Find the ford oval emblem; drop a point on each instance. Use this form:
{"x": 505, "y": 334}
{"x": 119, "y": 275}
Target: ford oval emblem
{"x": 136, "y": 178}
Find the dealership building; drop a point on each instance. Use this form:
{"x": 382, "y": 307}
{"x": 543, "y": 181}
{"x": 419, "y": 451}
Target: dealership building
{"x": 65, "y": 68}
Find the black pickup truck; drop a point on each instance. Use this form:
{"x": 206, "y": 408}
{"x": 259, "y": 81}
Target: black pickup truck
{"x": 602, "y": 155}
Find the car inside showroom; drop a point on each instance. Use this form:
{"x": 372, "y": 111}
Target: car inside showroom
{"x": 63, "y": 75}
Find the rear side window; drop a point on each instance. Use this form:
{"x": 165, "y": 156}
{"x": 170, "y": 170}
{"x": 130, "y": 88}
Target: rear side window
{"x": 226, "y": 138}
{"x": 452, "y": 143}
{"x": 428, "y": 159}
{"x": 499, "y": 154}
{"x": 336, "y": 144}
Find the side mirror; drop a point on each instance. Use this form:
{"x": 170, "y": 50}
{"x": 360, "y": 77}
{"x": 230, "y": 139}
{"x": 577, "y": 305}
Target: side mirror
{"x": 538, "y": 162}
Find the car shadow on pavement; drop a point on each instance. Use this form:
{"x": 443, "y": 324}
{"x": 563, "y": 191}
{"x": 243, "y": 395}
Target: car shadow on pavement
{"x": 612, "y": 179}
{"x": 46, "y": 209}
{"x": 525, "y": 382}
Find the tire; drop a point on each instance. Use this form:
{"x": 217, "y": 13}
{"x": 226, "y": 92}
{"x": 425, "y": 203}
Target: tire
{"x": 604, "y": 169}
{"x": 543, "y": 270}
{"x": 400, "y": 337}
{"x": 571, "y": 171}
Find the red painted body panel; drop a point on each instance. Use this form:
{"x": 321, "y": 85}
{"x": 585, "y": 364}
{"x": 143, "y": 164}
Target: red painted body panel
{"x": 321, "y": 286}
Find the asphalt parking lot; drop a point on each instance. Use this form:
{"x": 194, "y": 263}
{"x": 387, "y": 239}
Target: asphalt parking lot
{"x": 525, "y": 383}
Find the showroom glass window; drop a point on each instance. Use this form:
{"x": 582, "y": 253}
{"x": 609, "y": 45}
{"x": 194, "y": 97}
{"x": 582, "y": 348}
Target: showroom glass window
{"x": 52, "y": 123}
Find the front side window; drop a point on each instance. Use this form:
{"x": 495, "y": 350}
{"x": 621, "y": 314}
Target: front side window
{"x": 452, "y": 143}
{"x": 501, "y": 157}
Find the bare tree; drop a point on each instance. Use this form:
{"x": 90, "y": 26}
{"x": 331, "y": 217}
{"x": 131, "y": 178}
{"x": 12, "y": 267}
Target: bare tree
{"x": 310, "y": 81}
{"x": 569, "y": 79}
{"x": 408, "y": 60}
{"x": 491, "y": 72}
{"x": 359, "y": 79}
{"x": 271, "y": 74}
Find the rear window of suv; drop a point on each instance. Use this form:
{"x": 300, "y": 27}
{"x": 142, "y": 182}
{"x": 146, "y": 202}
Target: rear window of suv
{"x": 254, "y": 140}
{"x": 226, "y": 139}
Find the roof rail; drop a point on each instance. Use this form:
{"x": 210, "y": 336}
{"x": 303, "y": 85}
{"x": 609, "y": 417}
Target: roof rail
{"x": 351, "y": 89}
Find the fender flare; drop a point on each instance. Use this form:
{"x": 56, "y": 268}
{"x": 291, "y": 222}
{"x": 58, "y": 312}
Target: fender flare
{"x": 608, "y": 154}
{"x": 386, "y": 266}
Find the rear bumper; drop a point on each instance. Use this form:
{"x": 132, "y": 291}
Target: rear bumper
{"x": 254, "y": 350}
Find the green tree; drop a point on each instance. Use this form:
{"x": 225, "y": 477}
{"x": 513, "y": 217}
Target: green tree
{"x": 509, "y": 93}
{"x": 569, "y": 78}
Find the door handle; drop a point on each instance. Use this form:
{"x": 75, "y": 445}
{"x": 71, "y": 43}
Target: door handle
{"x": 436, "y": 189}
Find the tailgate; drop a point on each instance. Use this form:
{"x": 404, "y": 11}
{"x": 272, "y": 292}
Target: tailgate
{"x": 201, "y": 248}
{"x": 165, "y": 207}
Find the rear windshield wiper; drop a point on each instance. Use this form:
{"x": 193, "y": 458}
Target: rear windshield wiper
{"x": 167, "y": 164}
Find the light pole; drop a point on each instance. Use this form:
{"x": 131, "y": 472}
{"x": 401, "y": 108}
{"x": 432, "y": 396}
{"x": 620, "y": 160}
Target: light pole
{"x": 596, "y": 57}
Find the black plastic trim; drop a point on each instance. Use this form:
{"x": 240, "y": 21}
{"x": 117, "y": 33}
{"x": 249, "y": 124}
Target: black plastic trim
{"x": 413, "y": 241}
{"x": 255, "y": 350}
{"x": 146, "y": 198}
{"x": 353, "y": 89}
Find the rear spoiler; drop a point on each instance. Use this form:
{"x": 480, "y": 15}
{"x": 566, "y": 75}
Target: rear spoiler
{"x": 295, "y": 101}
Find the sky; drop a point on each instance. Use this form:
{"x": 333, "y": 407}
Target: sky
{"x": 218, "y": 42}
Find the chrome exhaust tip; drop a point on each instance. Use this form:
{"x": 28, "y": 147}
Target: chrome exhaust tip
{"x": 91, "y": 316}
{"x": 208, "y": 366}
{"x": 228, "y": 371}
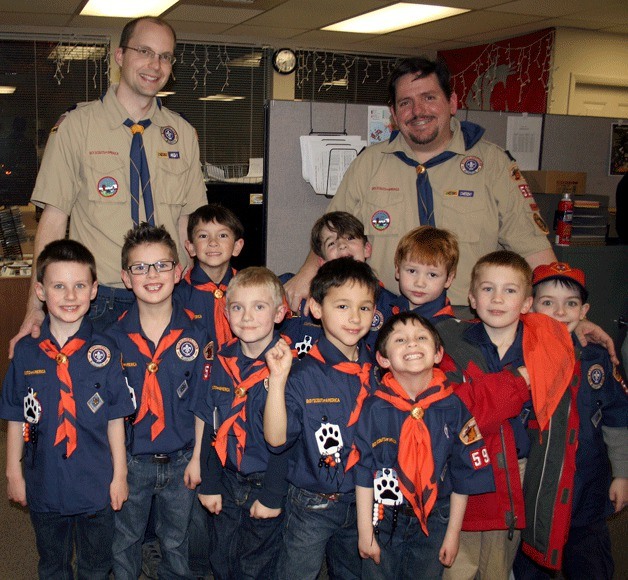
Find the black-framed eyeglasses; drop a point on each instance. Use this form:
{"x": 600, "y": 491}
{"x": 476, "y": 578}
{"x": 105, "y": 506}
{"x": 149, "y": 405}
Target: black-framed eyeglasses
{"x": 142, "y": 269}
{"x": 164, "y": 57}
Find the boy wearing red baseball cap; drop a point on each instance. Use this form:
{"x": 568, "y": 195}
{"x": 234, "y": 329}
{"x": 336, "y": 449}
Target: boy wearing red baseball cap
{"x": 570, "y": 506}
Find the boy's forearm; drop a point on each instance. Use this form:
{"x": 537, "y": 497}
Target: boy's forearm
{"x": 15, "y": 449}
{"x": 115, "y": 435}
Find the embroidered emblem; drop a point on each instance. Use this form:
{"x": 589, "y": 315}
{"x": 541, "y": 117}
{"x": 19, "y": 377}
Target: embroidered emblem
{"x": 187, "y": 349}
{"x": 107, "y": 187}
{"x": 170, "y": 135}
{"x": 98, "y": 356}
{"x": 595, "y": 376}
{"x": 471, "y": 165}
{"x": 538, "y": 220}
{"x": 95, "y": 403}
{"x": 380, "y": 220}
{"x": 470, "y": 433}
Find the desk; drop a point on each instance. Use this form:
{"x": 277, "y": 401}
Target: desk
{"x": 13, "y": 295}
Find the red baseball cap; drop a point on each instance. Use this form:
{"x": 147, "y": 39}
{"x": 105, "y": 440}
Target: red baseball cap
{"x": 558, "y": 271}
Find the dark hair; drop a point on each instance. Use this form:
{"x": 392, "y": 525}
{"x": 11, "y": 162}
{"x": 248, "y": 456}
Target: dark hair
{"x": 404, "y": 318}
{"x": 146, "y": 234}
{"x": 129, "y": 29}
{"x": 565, "y": 283}
{"x": 65, "y": 251}
{"x": 214, "y": 212}
{"x": 507, "y": 259}
{"x": 342, "y": 223}
{"x": 421, "y": 67}
{"x": 335, "y": 273}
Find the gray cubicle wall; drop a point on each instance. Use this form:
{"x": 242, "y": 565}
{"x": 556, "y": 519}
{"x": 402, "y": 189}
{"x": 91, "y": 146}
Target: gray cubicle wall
{"x": 570, "y": 144}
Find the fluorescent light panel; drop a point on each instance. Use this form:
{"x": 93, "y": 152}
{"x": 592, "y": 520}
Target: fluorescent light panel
{"x": 126, "y": 9}
{"x": 395, "y": 17}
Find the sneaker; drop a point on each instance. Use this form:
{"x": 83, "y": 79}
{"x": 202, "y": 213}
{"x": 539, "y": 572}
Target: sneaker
{"x": 151, "y": 557}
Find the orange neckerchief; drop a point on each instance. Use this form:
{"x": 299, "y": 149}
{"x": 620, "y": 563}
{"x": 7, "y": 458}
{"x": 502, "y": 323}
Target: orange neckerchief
{"x": 67, "y": 404}
{"x": 152, "y": 399}
{"x": 415, "y": 462}
{"x": 363, "y": 372}
{"x": 549, "y": 356}
{"x": 238, "y": 406}
{"x": 221, "y": 325}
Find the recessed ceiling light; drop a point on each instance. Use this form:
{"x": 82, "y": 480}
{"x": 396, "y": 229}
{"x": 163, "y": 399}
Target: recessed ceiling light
{"x": 395, "y": 17}
{"x": 126, "y": 9}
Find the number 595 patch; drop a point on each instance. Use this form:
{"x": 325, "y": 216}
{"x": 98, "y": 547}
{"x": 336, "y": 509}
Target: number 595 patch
{"x": 480, "y": 458}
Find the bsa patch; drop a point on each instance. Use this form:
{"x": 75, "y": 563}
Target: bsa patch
{"x": 98, "y": 356}
{"x": 378, "y": 320}
{"x": 380, "y": 220}
{"x": 95, "y": 403}
{"x": 471, "y": 165}
{"x": 187, "y": 349}
{"x": 182, "y": 389}
{"x": 470, "y": 433}
{"x": 170, "y": 135}
{"x": 595, "y": 376}
{"x": 515, "y": 173}
{"x": 540, "y": 222}
{"x": 107, "y": 187}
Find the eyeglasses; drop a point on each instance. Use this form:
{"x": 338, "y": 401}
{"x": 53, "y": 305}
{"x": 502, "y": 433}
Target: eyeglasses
{"x": 164, "y": 57}
{"x": 142, "y": 269}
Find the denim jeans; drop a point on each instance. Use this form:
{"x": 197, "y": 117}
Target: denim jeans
{"x": 241, "y": 546}
{"x": 406, "y": 552}
{"x": 316, "y": 526}
{"x": 56, "y": 534}
{"x": 109, "y": 305}
{"x": 162, "y": 484}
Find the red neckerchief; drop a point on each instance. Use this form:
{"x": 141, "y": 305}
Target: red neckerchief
{"x": 415, "y": 462}
{"x": 67, "y": 404}
{"x": 152, "y": 399}
{"x": 363, "y": 372}
{"x": 221, "y": 325}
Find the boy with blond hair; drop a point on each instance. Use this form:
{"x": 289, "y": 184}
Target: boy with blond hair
{"x": 243, "y": 484}
{"x": 65, "y": 398}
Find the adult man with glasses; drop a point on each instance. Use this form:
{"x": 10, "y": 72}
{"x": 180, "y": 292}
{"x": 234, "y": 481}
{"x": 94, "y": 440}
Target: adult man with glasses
{"x": 117, "y": 161}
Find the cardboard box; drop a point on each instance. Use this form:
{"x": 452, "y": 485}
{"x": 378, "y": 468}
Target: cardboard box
{"x": 556, "y": 182}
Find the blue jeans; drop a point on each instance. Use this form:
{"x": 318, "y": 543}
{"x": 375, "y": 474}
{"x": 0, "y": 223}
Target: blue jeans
{"x": 241, "y": 546}
{"x": 162, "y": 484}
{"x": 55, "y": 535}
{"x": 109, "y": 305}
{"x": 406, "y": 552}
{"x": 316, "y": 526}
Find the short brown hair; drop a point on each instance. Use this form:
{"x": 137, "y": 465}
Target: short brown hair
{"x": 64, "y": 251}
{"x": 507, "y": 259}
{"x": 258, "y": 276}
{"x": 429, "y": 245}
{"x": 144, "y": 234}
{"x": 342, "y": 223}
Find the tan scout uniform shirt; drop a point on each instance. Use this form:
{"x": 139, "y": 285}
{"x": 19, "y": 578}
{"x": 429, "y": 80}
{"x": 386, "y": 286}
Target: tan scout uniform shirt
{"x": 85, "y": 173}
{"x": 488, "y": 209}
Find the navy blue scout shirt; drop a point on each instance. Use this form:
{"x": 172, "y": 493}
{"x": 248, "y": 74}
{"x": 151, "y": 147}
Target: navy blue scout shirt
{"x": 513, "y": 359}
{"x": 182, "y": 376}
{"x": 80, "y": 483}
{"x": 319, "y": 402}
{"x": 217, "y": 407}
{"x": 459, "y": 464}
{"x": 200, "y": 302}
{"x": 304, "y": 331}
{"x": 602, "y": 402}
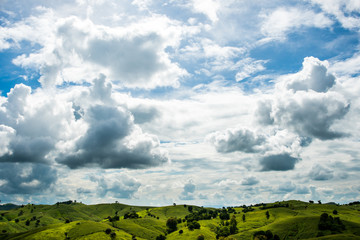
———
» **DESCRIPTION OF THE TASK**: Copy out every line above that contains the word "plastic".

» **OUTPUT FOR THIS EXERCISE**:
Find the black plastic trim; drop a point on each instance. Use this form:
Target: black plastic trim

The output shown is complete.